• _PASSAGE PROVIDED_:
----------
Le Rosier miraculeux, released in the US as The Wonderful Rose-Tree and in the UK as The Magical Rose Tree, is a 1904 French silent trick film directed by Georges Méliès.

==Plot==
According to Méliès's catalogue description:

The Brahmin, Iftikar, who enjoys a great reputation in India, has determined to make a creation which shall place the seal upon his renown. He sows some seeds upon the carpet, prostrates himself, and in the course of his invocations, in less than an instant, the grains germinate. A small rosebush grows and produces beautiful roses. Aided by his servant, the Brahmin makes of them a magnificent bouquet, which is changed into a single enormous rose. The flower spreads out its petals and from its centre there darts forth a young and lovely woman, whom the Brahmin strives to embrace. But she eludes him and dances a fascinating serpentine dance. She disappears and the rosebush resumes its place. Iftikar destroys the rosebush and he confesses himself conquered for he has been able to create but not to preserve.

==Release and rediscovery==
The Wonderful Rose-Tree, advertised as having been based on a legend from Hinduism, was released by Méliès' Star Film Company and is numbered 634–636 in its catalogues. It was sold both in black-and-white and, at a higher price, in a hand-coloured version. Méliès' catalogue says that the film "was made especially for coloring. Its charm and its delicate beauty are very materially enhanced by the intelligent and harmonious coloring of our artists." The film was registered for American copyright at the Library of Congress on 11 October 1904.

The film was presumed lost until the 2010s, when documentary filmmakers of Saving Brinton identified a single, damaged, but nearly complete black-and-white print in a collection that had belonged to Frank Brinton, a Midwestern American traveling showman of Méliès' era. The Brinton collection was also found to contain another Méliès film presumed lost, The Triple-Headed Lady. The Wonderful Rose-Tree was screened, for the first time since its rediscovery, at the Pordenone Silent Film Festival in 2017.
----------
• _RAW DATA_:

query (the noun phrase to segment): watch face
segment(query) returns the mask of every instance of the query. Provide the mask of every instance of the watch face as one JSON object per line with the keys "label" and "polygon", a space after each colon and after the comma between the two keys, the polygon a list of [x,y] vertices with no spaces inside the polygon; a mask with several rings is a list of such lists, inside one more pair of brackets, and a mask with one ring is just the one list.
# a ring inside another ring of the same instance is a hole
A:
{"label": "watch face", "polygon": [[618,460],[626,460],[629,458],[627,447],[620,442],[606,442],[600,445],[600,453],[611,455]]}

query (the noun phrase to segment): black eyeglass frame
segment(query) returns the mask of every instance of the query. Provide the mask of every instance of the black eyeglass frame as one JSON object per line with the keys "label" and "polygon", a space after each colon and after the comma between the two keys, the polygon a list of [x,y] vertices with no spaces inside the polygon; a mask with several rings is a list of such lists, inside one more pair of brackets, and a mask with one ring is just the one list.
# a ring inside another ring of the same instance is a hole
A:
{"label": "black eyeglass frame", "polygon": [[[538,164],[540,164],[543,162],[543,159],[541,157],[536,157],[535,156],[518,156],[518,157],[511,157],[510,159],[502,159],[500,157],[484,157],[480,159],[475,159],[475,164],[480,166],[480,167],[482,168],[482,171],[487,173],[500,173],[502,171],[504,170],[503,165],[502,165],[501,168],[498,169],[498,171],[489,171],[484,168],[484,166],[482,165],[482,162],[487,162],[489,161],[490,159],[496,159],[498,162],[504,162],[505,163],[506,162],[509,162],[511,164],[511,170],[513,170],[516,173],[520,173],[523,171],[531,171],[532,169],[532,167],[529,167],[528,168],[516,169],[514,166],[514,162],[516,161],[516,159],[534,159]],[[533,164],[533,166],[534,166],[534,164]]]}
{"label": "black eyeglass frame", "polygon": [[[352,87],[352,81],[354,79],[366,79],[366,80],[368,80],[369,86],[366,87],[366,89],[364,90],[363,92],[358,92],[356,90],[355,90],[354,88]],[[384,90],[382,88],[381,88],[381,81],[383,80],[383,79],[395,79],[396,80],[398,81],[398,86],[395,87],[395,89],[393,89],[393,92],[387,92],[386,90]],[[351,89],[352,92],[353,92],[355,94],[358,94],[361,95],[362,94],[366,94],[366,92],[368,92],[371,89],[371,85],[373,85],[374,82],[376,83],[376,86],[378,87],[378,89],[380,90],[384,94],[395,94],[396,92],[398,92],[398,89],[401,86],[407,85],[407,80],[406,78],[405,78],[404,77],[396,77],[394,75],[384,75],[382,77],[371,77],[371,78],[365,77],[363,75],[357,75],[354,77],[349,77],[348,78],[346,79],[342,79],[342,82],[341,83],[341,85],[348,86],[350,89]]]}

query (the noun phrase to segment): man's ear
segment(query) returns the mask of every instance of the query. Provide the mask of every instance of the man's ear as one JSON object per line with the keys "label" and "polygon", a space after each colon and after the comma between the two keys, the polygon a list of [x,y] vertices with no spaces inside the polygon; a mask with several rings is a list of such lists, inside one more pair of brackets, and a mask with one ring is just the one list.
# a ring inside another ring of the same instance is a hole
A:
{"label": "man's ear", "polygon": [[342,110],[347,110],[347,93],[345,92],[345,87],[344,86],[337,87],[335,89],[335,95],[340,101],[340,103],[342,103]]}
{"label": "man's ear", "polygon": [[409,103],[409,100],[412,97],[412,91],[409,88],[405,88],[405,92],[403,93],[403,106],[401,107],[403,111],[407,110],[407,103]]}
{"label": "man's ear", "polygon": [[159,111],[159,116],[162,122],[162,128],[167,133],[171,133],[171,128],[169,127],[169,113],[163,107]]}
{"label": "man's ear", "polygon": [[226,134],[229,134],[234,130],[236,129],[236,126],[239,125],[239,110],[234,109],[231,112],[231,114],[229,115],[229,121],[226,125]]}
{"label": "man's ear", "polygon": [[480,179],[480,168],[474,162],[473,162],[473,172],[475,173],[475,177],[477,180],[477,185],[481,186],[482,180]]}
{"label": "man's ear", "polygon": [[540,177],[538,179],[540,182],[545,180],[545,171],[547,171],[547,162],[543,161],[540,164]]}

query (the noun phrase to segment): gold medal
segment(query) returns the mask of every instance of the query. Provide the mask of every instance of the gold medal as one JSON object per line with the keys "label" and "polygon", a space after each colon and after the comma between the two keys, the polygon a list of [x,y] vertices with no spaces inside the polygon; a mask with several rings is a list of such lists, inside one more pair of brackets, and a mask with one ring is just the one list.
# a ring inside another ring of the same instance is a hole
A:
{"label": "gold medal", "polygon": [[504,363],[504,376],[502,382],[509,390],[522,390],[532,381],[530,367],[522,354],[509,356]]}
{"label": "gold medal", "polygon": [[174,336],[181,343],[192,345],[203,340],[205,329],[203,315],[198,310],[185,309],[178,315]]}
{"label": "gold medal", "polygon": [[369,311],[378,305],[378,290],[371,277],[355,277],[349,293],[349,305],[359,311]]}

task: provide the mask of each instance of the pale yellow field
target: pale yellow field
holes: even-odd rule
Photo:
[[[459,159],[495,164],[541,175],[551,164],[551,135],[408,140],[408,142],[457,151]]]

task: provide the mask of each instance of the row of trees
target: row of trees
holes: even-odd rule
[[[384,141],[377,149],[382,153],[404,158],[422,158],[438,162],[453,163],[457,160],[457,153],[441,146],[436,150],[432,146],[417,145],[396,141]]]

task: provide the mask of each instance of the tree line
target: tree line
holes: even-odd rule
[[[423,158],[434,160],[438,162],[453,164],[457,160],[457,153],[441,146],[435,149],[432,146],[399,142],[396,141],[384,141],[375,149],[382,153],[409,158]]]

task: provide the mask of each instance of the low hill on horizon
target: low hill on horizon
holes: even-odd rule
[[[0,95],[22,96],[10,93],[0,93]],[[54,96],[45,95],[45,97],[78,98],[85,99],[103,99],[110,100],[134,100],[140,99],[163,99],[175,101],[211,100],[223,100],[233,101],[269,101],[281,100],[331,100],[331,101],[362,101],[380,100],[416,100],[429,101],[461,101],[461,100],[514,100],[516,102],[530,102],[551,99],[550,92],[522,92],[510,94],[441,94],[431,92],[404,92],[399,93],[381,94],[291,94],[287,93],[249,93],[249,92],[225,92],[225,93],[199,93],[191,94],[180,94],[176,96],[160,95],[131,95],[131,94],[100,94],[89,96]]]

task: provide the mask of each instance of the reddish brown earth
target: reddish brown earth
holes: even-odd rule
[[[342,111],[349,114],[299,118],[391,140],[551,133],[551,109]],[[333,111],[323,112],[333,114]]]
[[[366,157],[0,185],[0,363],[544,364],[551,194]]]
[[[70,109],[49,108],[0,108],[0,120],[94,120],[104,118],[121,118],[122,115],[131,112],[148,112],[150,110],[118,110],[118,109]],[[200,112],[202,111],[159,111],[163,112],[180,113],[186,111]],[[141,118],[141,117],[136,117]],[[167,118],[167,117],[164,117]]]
----------
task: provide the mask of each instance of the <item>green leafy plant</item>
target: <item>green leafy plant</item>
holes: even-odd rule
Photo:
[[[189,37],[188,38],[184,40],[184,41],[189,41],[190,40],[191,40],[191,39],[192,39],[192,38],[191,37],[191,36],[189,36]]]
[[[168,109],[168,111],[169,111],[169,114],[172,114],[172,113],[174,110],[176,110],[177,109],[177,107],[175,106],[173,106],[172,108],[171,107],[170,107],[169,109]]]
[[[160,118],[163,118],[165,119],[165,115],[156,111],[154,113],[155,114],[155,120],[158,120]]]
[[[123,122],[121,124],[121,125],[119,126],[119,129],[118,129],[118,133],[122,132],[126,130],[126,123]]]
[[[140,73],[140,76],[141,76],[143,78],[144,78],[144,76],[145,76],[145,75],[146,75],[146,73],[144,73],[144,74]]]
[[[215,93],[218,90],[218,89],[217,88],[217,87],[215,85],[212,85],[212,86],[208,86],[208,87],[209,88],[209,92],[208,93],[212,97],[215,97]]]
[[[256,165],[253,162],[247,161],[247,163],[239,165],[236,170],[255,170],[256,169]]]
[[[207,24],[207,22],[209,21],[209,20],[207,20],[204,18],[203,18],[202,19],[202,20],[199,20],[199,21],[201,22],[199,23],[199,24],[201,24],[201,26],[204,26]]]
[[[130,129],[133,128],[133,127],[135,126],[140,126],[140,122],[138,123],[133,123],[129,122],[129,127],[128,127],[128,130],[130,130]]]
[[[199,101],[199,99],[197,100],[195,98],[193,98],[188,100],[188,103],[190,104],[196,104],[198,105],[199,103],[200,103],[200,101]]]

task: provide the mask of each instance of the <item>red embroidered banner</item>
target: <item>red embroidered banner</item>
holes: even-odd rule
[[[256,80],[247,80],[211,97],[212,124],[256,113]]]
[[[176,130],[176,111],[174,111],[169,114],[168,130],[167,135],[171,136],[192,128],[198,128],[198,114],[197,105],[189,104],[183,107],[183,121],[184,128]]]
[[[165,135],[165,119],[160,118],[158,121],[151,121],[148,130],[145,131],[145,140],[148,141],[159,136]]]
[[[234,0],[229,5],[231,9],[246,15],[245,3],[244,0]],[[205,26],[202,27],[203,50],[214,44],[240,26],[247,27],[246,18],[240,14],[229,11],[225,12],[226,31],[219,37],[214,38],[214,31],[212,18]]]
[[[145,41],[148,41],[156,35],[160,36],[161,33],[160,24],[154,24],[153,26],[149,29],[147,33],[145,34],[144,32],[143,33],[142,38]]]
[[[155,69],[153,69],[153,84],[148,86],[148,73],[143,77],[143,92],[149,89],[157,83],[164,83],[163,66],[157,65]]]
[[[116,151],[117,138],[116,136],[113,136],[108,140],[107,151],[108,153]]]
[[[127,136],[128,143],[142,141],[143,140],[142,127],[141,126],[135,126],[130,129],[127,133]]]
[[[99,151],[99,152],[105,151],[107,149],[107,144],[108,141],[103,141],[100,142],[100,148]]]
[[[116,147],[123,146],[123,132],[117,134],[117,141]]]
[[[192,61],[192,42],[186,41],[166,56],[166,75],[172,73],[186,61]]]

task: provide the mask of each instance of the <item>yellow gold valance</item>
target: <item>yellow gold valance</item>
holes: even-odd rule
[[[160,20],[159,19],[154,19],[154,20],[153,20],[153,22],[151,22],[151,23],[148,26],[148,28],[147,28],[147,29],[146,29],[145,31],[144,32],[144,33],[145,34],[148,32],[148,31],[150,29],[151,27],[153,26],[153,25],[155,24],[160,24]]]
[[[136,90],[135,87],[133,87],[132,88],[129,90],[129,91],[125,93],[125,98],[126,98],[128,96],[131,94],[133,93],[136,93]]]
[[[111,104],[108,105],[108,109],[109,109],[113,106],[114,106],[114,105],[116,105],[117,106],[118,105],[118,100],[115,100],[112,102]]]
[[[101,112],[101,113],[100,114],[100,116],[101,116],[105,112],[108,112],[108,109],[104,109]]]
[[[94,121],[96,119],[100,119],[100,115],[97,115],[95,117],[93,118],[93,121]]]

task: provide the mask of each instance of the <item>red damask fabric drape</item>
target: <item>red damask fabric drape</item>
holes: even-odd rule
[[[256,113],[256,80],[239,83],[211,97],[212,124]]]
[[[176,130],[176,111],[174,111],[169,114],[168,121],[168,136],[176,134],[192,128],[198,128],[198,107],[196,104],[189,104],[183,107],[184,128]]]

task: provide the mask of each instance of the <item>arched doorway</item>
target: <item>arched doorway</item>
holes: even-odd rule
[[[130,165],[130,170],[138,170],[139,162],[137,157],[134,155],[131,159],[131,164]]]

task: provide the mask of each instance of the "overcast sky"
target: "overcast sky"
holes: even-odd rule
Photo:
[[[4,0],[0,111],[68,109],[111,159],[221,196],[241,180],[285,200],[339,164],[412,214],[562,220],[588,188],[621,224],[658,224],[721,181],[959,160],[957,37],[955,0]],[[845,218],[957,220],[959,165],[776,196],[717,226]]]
----------
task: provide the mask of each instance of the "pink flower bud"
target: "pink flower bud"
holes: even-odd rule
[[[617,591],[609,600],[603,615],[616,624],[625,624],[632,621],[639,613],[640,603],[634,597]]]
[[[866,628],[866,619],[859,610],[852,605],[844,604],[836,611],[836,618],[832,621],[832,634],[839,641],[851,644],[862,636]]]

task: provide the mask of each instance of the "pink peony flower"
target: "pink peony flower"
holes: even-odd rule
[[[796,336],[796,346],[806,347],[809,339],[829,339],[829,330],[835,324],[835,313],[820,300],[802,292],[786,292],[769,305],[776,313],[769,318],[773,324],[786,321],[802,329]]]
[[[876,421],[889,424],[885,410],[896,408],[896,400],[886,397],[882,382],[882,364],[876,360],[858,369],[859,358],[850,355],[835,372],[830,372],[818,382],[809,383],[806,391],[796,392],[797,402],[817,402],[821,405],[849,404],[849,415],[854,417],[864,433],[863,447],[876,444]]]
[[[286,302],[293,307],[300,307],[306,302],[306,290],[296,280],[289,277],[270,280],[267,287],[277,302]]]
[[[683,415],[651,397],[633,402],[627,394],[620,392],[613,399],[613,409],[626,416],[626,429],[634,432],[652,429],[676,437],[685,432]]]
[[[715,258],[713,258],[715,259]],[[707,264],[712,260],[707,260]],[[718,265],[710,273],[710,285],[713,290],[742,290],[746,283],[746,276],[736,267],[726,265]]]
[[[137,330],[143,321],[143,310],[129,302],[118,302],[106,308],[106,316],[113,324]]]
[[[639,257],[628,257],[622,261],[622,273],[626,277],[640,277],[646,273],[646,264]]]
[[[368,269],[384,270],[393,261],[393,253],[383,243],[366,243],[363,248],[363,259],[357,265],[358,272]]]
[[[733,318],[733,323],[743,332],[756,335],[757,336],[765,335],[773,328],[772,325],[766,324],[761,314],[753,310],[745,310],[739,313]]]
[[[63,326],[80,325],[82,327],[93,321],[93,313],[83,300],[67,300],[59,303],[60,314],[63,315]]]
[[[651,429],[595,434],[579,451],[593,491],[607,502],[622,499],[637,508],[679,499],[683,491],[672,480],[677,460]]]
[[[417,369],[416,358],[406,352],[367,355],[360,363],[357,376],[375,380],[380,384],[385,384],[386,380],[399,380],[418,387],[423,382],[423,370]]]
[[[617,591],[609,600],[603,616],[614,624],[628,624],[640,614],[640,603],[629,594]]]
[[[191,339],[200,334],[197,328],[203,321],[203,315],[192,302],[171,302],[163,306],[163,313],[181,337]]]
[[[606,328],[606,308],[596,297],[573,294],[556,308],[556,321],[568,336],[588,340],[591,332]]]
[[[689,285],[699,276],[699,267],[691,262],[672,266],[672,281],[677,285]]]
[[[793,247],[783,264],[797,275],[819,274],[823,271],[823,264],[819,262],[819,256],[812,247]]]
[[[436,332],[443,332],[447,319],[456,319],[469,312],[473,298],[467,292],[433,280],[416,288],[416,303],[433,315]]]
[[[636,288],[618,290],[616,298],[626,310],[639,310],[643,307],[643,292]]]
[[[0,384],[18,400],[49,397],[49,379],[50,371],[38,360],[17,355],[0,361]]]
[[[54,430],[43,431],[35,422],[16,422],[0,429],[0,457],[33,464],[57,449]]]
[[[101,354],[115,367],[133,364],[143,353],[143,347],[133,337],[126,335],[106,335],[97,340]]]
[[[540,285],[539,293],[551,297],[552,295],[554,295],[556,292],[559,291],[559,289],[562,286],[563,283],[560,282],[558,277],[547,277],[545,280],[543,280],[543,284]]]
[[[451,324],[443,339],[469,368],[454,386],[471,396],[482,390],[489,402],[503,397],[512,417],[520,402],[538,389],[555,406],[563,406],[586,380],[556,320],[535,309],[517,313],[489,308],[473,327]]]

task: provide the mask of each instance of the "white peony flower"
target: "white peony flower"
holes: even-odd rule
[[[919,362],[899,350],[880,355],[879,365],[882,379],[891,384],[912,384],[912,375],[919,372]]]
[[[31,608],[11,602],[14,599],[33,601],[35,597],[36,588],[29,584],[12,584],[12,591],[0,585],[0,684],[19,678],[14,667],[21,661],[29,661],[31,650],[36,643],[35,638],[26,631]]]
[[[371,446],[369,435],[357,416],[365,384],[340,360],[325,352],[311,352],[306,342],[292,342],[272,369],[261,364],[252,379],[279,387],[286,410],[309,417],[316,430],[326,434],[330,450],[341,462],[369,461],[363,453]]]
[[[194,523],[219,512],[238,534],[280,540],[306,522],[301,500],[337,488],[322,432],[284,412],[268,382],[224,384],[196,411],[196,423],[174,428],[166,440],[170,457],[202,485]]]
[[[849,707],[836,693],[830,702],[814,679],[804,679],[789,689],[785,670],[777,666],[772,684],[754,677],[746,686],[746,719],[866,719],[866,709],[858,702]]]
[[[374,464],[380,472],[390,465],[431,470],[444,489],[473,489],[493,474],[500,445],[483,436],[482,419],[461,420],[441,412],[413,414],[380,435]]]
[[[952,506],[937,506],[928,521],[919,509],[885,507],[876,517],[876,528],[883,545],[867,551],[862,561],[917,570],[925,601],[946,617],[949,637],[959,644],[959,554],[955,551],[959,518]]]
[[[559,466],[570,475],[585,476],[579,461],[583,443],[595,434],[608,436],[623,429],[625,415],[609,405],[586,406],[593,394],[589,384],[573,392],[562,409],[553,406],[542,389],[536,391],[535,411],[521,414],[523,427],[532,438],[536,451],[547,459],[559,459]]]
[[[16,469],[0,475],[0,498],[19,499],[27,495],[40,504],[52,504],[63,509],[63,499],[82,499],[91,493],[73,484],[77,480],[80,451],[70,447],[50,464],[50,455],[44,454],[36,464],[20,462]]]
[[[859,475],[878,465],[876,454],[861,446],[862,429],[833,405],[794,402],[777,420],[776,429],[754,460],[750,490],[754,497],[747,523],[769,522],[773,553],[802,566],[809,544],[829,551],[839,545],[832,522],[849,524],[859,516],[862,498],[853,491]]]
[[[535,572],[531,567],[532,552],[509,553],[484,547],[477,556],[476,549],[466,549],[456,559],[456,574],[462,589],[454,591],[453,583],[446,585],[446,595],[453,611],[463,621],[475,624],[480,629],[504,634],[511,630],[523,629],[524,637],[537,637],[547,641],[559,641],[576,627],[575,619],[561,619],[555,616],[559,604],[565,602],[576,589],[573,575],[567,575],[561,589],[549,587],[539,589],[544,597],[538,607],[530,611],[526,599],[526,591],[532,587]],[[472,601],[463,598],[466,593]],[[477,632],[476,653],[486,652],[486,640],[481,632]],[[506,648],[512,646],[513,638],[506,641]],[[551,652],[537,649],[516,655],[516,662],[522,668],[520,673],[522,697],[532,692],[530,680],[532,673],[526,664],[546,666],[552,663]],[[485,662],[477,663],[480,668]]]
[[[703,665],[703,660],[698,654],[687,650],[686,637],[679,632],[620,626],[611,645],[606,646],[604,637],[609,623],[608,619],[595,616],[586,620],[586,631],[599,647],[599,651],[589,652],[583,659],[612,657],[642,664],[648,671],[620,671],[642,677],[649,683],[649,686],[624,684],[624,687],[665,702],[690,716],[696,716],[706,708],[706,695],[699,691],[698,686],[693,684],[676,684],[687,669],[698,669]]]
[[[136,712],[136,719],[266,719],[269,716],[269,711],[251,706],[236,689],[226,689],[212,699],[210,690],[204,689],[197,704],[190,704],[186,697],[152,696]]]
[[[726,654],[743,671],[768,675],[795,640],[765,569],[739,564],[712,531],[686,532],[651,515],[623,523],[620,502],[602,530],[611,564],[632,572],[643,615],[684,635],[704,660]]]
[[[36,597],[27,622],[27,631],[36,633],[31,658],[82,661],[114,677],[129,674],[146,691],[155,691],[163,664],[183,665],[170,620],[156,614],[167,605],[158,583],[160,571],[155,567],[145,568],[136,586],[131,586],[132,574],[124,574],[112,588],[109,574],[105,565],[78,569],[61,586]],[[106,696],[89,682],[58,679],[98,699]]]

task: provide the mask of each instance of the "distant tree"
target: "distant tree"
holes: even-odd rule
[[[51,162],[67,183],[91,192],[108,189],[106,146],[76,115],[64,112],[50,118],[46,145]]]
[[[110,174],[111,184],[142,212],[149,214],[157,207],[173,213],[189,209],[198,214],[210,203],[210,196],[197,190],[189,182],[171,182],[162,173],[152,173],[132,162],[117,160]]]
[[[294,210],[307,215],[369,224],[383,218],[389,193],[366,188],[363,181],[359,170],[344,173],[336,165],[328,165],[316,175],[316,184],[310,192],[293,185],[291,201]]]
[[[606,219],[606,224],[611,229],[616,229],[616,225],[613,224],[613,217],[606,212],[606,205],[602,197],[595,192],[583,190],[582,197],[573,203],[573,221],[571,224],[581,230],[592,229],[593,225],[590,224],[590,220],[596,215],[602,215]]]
----------
• _WORK INSTRUCTIONS_:
1/ According to the passage about Le Rosier miraculeux, where was the film shown for the first time after its rediscovery?
2/ Repeat word for word the part of the passage about Le Rosier miraculeux that runs from "The Brahmin, Iftikar, who" to "not to preserve.".
Rely only on the passage about Le Rosier miraculeux, not on the entries.

• _EXERCISE ANSWERS_:
1/ At the Pordenone Silent Film Festival in 2017.

2/
The Brahmin, Iftikar, who enjoys a great reputation in India, has determined to make a creation which shall place the seal upon his renown. He sows some seeds upon the carpet, prostrates himself, and in the course of his invocations, in less than an instant, the grains germinate. A small rosebush grows and produces beautiful roses. Aided by his servant, the Brahmin makes of them a magnificent bouquet, which is changed into a single enormous rose. The flower spreads out its petals and from its centre there darts forth a young and lovely woman, whom the Brahmin strives to embrace. But she eludes him and dances a fascinating serpentine dance. She disappears and the rosebush resumes its place. Iftikar destroys the rosebush and he confesses himself conquered for he has been able to create but not to preserve.